- WHAT IS EXPECTED: Give again the part of the items that opens with the line containing "like x=310, y=406." and closes with the line containing "x=302, y=453", substituting "cream" for "white" and keeping everything else the same.

╭─ RECORDS FOR THE TASK

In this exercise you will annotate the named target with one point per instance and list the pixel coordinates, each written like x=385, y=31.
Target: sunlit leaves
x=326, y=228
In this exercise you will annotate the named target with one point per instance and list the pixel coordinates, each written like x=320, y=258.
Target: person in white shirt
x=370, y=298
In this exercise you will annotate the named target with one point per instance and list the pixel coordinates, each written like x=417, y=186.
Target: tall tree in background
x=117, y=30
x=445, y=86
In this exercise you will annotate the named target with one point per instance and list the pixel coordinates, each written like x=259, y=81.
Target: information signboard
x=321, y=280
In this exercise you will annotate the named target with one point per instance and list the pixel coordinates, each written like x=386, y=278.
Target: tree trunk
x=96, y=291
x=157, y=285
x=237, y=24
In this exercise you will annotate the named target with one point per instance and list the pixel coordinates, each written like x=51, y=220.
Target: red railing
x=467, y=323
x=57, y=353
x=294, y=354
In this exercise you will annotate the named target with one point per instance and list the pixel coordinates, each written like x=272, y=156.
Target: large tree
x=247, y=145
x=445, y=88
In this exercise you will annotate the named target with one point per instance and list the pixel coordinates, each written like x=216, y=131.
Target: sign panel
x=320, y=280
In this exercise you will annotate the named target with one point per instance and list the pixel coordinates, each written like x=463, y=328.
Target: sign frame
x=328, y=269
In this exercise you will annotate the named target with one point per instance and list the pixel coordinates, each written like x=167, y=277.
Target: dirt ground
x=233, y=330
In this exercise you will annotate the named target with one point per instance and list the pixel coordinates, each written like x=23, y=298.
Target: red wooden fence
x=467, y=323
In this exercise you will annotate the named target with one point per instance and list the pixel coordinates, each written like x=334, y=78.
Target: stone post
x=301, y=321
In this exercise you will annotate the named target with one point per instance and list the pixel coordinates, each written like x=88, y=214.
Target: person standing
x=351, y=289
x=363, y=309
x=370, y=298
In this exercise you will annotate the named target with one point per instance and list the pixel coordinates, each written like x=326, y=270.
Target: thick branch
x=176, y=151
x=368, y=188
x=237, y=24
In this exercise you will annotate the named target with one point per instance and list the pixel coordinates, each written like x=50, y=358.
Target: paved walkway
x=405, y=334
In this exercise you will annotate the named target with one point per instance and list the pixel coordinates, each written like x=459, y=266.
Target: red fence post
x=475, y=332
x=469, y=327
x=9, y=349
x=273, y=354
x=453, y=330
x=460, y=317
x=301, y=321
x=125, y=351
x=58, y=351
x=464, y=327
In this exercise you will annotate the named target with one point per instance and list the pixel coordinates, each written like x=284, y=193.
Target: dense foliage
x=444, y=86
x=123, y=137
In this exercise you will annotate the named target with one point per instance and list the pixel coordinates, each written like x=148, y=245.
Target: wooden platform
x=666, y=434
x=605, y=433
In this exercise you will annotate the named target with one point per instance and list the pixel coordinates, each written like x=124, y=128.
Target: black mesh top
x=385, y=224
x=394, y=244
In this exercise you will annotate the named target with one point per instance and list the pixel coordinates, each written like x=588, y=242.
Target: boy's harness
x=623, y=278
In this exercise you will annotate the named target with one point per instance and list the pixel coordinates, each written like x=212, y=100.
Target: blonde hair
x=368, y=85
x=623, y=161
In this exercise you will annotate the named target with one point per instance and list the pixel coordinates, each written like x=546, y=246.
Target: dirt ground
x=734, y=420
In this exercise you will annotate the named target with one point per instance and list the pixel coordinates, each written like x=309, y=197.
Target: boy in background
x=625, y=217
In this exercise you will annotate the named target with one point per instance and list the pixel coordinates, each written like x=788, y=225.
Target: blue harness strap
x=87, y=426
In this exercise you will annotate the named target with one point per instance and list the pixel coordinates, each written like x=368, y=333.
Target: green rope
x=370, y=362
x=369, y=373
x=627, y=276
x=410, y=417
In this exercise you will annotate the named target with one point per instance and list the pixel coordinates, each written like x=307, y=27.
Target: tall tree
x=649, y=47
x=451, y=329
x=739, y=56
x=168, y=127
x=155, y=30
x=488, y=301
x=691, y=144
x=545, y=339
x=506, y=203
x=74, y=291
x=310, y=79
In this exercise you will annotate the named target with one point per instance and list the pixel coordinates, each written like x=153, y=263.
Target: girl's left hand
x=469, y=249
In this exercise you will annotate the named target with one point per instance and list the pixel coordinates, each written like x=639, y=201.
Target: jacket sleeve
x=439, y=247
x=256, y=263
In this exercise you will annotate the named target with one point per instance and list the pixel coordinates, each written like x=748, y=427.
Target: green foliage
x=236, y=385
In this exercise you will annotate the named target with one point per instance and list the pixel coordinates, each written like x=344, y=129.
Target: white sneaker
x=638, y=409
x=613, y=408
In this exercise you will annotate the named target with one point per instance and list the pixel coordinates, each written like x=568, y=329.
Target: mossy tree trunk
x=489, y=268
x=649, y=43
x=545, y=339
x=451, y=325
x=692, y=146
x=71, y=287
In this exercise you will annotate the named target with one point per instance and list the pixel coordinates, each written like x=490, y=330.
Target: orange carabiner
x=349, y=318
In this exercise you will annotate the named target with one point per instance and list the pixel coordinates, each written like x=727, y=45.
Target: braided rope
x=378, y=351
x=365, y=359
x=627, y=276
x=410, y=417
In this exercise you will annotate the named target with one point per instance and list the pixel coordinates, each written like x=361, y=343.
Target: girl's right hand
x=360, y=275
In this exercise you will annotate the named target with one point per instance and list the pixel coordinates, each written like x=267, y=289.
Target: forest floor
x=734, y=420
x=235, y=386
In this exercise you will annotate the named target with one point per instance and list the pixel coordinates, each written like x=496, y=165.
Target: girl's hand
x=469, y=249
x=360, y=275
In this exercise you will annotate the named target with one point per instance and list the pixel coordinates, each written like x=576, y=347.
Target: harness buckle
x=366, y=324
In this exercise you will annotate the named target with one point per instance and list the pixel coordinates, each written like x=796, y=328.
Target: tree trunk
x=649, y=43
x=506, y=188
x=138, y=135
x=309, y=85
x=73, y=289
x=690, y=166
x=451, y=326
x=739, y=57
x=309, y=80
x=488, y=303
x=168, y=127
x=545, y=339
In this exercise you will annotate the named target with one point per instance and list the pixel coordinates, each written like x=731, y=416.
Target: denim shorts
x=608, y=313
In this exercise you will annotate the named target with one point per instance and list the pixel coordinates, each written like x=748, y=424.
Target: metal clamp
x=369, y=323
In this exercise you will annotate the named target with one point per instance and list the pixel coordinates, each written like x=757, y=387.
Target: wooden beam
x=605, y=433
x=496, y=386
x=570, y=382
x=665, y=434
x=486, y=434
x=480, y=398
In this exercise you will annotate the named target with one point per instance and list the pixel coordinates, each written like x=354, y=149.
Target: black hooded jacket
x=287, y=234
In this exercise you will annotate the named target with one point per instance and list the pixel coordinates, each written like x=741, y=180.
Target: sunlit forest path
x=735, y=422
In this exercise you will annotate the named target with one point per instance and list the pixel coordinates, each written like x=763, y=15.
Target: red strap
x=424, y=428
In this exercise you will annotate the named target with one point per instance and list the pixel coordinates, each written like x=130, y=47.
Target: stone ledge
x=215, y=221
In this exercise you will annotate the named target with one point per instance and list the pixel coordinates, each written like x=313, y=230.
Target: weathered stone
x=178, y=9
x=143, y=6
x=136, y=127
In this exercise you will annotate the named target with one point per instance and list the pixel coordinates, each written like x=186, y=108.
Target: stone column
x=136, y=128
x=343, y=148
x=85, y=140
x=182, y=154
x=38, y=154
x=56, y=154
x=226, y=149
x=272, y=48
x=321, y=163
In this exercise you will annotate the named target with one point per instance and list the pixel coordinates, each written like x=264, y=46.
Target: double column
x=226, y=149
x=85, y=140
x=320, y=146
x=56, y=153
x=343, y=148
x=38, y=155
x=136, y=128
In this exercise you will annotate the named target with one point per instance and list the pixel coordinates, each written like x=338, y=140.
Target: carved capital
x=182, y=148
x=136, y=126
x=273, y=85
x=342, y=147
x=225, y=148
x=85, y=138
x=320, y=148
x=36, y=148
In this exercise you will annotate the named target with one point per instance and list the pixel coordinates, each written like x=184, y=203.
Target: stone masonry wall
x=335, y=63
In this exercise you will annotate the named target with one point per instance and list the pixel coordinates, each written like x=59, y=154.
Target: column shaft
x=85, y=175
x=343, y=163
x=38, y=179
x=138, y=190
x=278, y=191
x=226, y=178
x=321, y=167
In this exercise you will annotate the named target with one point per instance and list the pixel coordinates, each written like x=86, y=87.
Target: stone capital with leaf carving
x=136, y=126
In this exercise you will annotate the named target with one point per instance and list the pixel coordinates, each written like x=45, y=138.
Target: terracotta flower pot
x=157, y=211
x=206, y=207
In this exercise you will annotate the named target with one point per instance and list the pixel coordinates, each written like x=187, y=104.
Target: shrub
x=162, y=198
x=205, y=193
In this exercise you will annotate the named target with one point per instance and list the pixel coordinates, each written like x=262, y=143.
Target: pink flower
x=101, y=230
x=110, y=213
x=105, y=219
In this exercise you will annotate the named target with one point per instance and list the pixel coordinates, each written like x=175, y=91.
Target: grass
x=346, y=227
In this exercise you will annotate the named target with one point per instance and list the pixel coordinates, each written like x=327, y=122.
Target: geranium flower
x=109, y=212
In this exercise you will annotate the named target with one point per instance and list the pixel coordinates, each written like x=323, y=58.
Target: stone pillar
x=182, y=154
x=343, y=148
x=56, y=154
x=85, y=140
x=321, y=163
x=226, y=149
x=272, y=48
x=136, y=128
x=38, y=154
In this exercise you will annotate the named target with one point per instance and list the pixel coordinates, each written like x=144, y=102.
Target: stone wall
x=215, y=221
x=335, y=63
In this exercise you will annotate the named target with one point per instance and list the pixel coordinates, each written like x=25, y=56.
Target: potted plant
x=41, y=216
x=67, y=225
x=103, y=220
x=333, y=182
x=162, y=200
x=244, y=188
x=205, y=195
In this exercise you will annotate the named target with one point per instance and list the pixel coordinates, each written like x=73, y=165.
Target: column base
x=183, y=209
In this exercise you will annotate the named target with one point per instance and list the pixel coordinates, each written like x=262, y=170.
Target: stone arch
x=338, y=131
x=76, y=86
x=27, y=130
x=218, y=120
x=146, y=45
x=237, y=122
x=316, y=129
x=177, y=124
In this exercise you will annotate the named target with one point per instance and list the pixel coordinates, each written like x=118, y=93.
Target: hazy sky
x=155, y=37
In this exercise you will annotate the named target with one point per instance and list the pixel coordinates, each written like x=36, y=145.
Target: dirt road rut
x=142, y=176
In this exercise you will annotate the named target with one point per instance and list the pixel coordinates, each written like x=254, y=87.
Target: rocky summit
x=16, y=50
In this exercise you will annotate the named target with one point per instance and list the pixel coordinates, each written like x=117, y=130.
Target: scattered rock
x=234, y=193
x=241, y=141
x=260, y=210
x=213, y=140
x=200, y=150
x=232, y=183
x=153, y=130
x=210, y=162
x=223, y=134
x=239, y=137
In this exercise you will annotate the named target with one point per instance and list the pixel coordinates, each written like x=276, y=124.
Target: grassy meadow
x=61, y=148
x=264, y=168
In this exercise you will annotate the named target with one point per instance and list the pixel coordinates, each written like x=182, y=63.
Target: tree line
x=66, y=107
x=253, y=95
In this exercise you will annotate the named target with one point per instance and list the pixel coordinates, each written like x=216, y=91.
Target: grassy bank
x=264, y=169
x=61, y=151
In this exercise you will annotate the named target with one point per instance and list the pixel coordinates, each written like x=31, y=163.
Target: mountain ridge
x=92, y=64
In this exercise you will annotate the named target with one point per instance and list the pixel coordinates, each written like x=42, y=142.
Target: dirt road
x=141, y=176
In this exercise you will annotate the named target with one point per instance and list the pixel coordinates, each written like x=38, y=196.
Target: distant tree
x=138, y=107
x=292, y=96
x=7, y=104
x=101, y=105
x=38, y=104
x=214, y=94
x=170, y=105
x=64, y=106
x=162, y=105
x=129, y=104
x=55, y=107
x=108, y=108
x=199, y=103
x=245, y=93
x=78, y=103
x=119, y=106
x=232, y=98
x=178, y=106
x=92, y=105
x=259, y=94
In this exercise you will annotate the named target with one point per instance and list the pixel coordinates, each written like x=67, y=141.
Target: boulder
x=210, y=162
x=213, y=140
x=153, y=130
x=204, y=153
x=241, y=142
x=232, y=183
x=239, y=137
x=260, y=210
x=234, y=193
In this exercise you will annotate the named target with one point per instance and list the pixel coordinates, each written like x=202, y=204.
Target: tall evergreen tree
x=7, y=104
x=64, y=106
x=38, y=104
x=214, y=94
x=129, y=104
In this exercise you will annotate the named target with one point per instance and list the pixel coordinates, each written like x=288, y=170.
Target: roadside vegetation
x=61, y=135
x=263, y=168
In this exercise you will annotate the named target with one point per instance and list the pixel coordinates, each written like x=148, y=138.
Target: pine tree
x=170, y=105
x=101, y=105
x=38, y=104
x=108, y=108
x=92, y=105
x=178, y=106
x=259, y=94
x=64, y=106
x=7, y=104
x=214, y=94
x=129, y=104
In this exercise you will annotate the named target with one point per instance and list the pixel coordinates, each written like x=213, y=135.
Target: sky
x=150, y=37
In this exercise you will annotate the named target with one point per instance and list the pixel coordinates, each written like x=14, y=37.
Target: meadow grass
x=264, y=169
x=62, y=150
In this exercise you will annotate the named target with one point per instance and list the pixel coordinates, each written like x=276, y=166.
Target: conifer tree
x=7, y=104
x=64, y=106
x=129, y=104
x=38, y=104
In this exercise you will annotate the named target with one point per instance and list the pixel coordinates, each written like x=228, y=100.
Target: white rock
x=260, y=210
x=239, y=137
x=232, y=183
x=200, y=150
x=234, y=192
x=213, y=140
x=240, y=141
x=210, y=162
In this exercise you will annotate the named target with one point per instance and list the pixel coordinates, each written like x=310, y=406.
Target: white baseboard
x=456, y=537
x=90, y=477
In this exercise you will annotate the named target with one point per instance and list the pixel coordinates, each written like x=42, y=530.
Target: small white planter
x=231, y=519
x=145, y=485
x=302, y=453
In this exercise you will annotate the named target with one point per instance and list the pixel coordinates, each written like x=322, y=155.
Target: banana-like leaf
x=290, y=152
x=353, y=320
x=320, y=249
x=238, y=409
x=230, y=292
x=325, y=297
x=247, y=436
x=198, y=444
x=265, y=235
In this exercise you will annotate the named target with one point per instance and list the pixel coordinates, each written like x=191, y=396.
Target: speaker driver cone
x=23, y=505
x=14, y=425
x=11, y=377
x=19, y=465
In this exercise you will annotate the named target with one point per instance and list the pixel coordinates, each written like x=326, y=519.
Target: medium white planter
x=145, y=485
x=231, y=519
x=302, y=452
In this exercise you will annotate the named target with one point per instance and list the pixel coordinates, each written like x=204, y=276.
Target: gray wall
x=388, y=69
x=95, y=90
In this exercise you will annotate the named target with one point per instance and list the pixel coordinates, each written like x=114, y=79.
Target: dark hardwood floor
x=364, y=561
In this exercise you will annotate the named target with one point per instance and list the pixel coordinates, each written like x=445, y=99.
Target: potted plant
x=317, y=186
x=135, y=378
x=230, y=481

╰─

- RESULT OF THIS EXERCISE:
In this exercise you will annotate the named target with one point per instance and list the pixel coordinates, each written like x=310, y=406.
Target: cream baseboard
x=456, y=537
x=90, y=477
In this exercise you will annotate the named target with one point per instance and list the pixel coordinates, each written like x=42, y=530.
Target: small cream planter
x=231, y=519
x=145, y=485
x=302, y=453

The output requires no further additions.